====== TEXTE CITÉ ======
Leonardo Da Vinci - Artiste, Peintre de la Renaissance - Eugène Müntz

Notes

Preface

Aucun nom n’est plus éclatant dans les fastes de l’art et dans les fastes de la science que celui de Léonard de Vinci. Et cependant ce génie, illustre entre tous, attend encore une monographie qui le fasse connaître en son infinie variété.

Non seulement la majeure partie de ses dessins n’a jamais été reproduite : nul critique n’a même tenté, jusqu’ici, d’inventorier ou de classer ces chefs-d’œuvre de sentiment et de goût, de séparer l’ivraie du bon grain. C’est à combler une si grosse lacune que je me suis tout d’abord appliqué. Pour la première fois, entre autres, je donne ici le catalogue descriptif et critique de l’incomparable collection conservée à Windsor-Castle dans la Bibliothèque de S. M. la Reine d’Angleterre.

L’on chercherait en vain, d’autre part, dans les nombreux volumes consacrés au Vinci, des détails sur la genèse de ses peintures, sur le processus par lequel chacune d’elles a passé, depuis le croquis primordial jusqu’au dernier coup de brosse. Le Vinci, et ce fait résulte jusqu’à l’évidence de mes recherches, n’atteignait à la perfection qu’au prix d’un labeur infini : c’est parce que ses dessous étaient préparés avec un soin si minutieux, avec cette soif inassouvie de perfection, que la Vierge aux rochers, la Sainte Cène (pp.194–195), la Joconde (voir Vol. II, p.163), la Sainte Anne, ont tant de vie et tant d’éloquence.

Par-dessus tout, il restait à tirer parti des manuscrits scientifiques, artistiques et littéraires, dont la publication in extenso n’a commencé que de nos jours, par les soins de MM. Richter, Charles Ravaisson-Mollien, Beltrami, Ludwig, Sabachnikoff et Rouveyre, ainsi que par ceux de l’Académie romaine des « Lincei ».

Puisse le dépouillement méthodique de ces documents autographes m’avoir permis de pénétrer, plus profondément que mes prédécesseurs, dans l’intimité de mon héros. Peut-être trouvera-t-on quelque nouveauté aux chapitres sur l’attitude de Léonard vis-à-vis des sciences occultes, sur son importance comme littérateur, sur ses croyances religieuses et ses principes de morale, sur ses études d’après les modèles antiques, études jusqu’ici contestées, à tort, comme on le verra.
====== LIGNES ======
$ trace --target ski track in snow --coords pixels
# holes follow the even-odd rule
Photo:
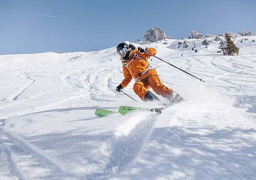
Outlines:
[[[123,75],[114,47],[0,56],[0,74],[17,70],[12,84],[0,84],[10,87],[0,99],[0,179],[255,179],[255,48],[244,42],[238,56],[223,56],[216,42],[206,49],[195,40],[195,53],[170,49],[174,41],[146,46],[206,82],[152,58],[164,84],[187,100],[160,115],[95,116],[98,108],[155,106],[131,85],[125,91],[138,102],[115,92]]]

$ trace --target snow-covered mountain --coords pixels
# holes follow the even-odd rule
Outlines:
[[[138,102],[115,91],[123,78],[115,47],[0,56],[0,179],[256,179],[256,36],[234,39],[234,56],[207,39],[207,48],[203,39],[133,43],[206,81],[150,58],[185,99],[159,115],[94,115],[162,106],[142,102],[134,80],[124,91]]]

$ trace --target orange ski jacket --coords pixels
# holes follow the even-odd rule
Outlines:
[[[157,53],[157,50],[153,48],[146,48],[146,51],[153,55]],[[150,56],[150,55],[146,52],[140,53],[135,48],[135,50],[131,51],[129,60],[122,59],[124,79],[120,84],[123,88],[130,83],[132,78],[136,79],[146,73],[145,71],[147,71],[150,66],[147,58]]]

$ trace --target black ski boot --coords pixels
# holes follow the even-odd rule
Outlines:
[[[177,103],[184,101],[183,98],[175,91],[172,92],[172,94],[168,98],[168,99],[172,103]]]
[[[150,92],[150,91],[148,91],[147,93],[145,94],[145,97],[144,97],[144,101],[159,101],[160,100],[158,99],[158,98],[153,93]]]

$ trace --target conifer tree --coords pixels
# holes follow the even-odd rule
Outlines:
[[[228,33],[225,34],[225,41],[221,40],[220,49],[224,55],[233,56],[239,53],[239,48],[235,45],[231,40],[231,36]]]

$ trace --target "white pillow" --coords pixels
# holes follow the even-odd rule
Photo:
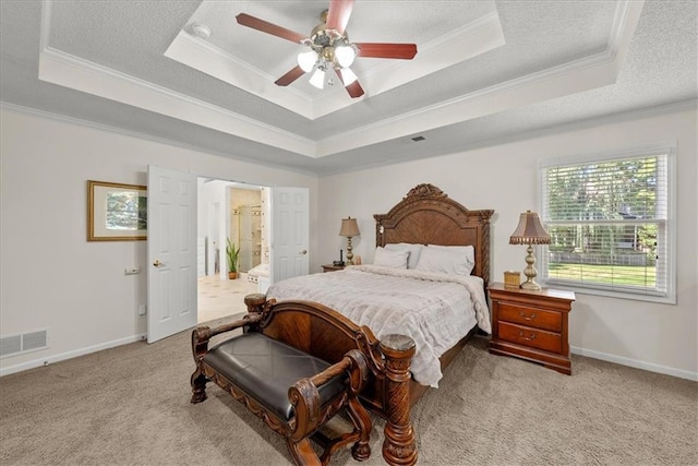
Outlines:
[[[389,251],[407,251],[407,268],[414,268],[419,262],[419,254],[422,251],[422,244],[412,244],[410,242],[392,242],[385,244],[385,249]]]
[[[373,256],[373,264],[390,268],[407,268],[407,250],[393,251],[389,249],[377,247]]]
[[[470,268],[468,271],[468,275],[472,272],[472,268],[476,266],[476,248],[473,246],[442,246],[442,244],[429,244],[429,248],[437,248],[437,249],[446,249],[448,251],[453,251],[456,254],[465,254],[466,263]]]
[[[444,248],[424,248],[417,263],[417,271],[436,272],[441,274],[469,276],[472,266],[462,251]]]

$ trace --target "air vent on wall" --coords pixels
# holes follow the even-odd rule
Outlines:
[[[0,337],[0,358],[48,348],[48,328]]]

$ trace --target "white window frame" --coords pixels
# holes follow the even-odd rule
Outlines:
[[[666,291],[661,295],[647,294],[640,290],[618,290],[609,289],[603,285],[594,285],[590,283],[574,282],[569,279],[557,279],[549,276],[549,253],[547,247],[537,248],[537,264],[539,268],[539,279],[545,285],[555,288],[570,289],[579,294],[607,296],[622,299],[634,299],[640,301],[662,302],[676,304],[676,143],[663,142],[653,145],[647,145],[642,147],[636,147],[626,151],[614,151],[609,153],[595,153],[575,155],[570,157],[555,157],[539,160],[539,182],[538,182],[538,208],[541,213],[541,220],[545,224],[544,217],[544,199],[545,193],[543,187],[545,186],[545,170],[547,168],[585,165],[592,163],[602,163],[610,160],[621,160],[625,158],[652,156],[657,154],[666,155],[666,251],[665,251],[665,274],[666,274]]]

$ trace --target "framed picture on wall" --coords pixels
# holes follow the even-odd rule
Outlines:
[[[147,188],[87,181],[87,241],[147,238]]]

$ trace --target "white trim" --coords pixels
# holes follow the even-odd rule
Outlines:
======
Extrayez du texte cité, sans rien modifier, le passage qui va de « L’on chercherait en » jusqu'à « et tant d’éloquence. ». Appuyez-vous uniquement sur le texte cité.

L’on chercherait en vain, d’autre part, dans les nombreux volumes consacrés au Vinci, des détails sur la genèse de ses peintures, sur le processus par lequel chacune d’elles a passé, depuis le croquis primordial jusqu’au dernier coup de brosse. Le Vinci, et ce fait résulte jusqu’à l’évidence de mes recherches, n’atteignait à la perfection qu’au prix d’un labeur infini : c’est parce que ses dessous étaient préparés avec un soin si minutieux, avec cette soif inassouvie de perfection, que la Vierge aux rochers, la Sainte Cène (pp.194–195), la Joconde (voir Vol. II, p.163), la Sainte Anne, ont tant de vie et tant d’éloquence.